§ **Directions**
Search the material for lines containing the word "knuckle", and copy each one.
====== Information ======
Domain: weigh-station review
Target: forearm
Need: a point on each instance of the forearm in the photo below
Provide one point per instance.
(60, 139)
======
====== Information ======
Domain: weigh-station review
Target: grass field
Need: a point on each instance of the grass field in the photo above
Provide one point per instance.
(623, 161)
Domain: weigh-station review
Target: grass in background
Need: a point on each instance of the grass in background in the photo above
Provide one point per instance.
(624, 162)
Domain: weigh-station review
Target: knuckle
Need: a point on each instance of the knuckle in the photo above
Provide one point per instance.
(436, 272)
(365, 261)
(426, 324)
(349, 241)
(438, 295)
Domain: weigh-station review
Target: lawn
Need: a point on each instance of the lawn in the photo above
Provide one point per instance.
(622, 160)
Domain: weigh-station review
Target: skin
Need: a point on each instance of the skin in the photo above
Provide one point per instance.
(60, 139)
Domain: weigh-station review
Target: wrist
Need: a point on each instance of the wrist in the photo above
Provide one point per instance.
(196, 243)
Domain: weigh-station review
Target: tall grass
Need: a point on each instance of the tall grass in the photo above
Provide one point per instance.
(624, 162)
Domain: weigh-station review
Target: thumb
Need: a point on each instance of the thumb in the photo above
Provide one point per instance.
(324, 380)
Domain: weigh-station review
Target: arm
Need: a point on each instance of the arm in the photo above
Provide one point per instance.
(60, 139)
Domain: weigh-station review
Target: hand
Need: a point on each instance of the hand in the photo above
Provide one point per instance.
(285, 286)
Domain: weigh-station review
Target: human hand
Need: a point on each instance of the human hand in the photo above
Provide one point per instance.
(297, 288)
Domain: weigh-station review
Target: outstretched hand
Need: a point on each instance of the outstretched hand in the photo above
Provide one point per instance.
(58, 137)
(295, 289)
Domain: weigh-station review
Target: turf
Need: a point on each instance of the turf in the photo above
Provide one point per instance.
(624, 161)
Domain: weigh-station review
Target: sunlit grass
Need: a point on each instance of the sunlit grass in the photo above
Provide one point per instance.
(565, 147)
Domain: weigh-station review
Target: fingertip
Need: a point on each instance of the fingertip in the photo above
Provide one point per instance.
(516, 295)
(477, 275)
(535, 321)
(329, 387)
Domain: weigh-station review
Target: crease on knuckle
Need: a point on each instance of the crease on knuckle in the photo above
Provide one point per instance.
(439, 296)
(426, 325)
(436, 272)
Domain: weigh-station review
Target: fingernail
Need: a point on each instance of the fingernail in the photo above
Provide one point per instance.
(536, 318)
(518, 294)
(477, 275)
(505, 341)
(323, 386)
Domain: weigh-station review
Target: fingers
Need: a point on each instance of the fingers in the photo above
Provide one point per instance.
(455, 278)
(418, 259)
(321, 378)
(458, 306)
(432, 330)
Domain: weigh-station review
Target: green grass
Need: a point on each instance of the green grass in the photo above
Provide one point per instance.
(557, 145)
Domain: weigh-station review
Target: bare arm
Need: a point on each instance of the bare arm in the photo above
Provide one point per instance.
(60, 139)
======
§ **Result of the task**
Target: knuckle
Need: a point on each instance of the knuckle in the photo above
Target: crease on knuckle
Need: a point on each instance of the crease on knuckle in the photo above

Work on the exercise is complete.